### PASSAGE SHOWN
** start **
As Brian Miller and Cornelius Hunter have already noted, an extraordinary scientific paper has just been published by Winston Ewert. Writing in the journal BIO-Complexity, Ewert proposes that life is best explained not by Darwin’s hypothesis of an ancestry tree, but by a modern design-inspired hypothesis of a dependency graph. The dependency graph model has been explained here. The original paper is here.
I want to explain the math and the philosophy that allow us to objectively determine which model has the superior explanatory power.
From Simplicity to Probability
We want to choose the model that explains the data most simply.
What is simplicity? It is the absence of complexity, the absence of parts, or the absence of options. Another way of looking at it is that there are many more ways to make a complex model than a simple model. Therefore, one way to measure the complexity of a model is to count how many ways there are to build a model like it. Then, assuming we don’t know the details of how natural processes would generate the particular pattern (or how an intelligent agent would choose it), we assume that each particular pattern is equally likely to be generated (or chosen). In other words, the probability of any particular model is the inverse of the number of models like it. In general, simple models are fewer in number, and simple models are intuitively considered to be more probable. On the other hand, complex models are much greater in number, and therefore considered to be less probable. Yet another way of looking at it is that complexity is a cost that we want to avoid: simple models are parsimonious.
** end **
### ROWS
** start **
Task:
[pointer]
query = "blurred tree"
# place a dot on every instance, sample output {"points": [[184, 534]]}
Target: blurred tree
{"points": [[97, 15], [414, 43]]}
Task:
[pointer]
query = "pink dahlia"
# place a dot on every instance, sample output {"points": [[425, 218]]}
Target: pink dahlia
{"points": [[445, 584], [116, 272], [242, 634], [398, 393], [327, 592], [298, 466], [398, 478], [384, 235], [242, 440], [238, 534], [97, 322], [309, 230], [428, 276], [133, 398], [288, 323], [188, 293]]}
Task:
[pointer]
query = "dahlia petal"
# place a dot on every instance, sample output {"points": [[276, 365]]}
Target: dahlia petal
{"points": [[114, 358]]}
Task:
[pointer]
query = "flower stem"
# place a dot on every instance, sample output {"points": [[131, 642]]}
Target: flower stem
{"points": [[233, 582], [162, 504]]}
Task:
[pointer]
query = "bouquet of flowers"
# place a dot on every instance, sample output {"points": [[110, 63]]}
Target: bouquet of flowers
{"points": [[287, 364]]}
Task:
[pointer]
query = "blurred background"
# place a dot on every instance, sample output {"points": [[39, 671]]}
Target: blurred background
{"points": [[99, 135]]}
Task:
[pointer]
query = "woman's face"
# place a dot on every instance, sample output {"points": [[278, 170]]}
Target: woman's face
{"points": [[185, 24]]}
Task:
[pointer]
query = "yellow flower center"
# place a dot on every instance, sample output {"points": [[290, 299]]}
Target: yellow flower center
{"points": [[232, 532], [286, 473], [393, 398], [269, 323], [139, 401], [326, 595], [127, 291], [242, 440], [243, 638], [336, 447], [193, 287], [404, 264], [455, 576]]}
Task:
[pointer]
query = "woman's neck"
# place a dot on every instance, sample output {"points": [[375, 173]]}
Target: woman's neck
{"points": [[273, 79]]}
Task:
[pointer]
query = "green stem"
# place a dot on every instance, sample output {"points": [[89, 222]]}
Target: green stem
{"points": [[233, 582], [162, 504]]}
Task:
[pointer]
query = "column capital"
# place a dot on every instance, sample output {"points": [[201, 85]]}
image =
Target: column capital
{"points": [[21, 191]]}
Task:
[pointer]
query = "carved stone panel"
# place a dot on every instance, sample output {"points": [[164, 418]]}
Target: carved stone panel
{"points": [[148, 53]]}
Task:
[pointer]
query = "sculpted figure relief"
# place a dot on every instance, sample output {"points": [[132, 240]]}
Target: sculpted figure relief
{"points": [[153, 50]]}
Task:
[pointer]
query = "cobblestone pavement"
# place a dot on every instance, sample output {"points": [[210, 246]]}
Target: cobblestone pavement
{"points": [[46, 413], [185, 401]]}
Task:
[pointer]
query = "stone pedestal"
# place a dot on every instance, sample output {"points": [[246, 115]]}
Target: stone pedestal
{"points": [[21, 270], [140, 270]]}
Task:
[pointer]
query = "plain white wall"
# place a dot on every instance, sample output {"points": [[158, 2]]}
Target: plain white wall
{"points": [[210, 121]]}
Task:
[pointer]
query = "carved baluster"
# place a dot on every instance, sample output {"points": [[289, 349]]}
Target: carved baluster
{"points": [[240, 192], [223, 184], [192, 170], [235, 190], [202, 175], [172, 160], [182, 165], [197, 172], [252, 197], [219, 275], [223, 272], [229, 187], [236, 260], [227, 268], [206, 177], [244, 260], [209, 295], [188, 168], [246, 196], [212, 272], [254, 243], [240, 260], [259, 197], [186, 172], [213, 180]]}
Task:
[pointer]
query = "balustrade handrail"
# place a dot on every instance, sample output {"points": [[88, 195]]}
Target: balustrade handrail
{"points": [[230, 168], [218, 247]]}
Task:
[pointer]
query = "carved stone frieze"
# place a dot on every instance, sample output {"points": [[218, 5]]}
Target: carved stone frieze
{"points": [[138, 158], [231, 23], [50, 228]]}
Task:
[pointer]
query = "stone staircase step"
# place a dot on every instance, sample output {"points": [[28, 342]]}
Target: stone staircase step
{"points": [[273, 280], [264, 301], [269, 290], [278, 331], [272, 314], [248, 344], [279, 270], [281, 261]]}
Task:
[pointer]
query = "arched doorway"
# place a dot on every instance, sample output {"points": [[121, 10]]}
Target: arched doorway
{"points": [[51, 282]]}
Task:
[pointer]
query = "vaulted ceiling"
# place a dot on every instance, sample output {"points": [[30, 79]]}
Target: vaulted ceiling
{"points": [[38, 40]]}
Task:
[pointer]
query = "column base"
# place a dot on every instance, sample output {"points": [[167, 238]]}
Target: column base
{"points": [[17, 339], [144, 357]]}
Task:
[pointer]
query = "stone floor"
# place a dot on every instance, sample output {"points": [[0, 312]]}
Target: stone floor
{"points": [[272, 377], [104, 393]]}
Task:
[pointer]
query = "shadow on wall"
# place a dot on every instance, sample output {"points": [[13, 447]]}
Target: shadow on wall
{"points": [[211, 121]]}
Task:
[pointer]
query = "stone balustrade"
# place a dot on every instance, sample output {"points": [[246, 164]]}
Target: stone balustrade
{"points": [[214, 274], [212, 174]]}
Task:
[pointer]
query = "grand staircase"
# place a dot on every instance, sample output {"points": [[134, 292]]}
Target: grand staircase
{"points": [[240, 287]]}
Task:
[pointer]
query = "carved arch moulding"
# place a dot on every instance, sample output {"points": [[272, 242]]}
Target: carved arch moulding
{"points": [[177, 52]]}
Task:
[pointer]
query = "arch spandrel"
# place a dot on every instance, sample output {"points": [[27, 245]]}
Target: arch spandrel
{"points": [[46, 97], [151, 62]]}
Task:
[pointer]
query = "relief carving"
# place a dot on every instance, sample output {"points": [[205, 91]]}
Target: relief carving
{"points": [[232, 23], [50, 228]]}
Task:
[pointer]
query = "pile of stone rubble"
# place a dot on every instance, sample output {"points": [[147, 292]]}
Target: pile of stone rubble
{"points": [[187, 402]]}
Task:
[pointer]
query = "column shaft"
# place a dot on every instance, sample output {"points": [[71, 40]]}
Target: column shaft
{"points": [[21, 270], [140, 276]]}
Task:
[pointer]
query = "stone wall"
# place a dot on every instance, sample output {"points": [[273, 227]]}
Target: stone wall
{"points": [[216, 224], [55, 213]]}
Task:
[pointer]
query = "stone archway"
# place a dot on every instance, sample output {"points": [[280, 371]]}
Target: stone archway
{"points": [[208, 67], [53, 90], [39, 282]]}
** end **
### AIM
Reproduce word for word the part of the passage on the dependency graph model, starting with "As Brian Miller" and going on through "paper is here.". The listing plays no part in this work.

### ANSWER TO THIS TASK
As Brian Miller and Cornelius Hunter have already noted, an extraordinary scientific paper has just been published by Winston Ewert. Writing in the journal BIO-Complexity, Ewert proposes that life is best explained not by Darwin’s hypothesis of an ancestry tree, but by a modern design-inspired hypothesis of a dependency graph. The dependency graph model has been explained here. The original paper is here.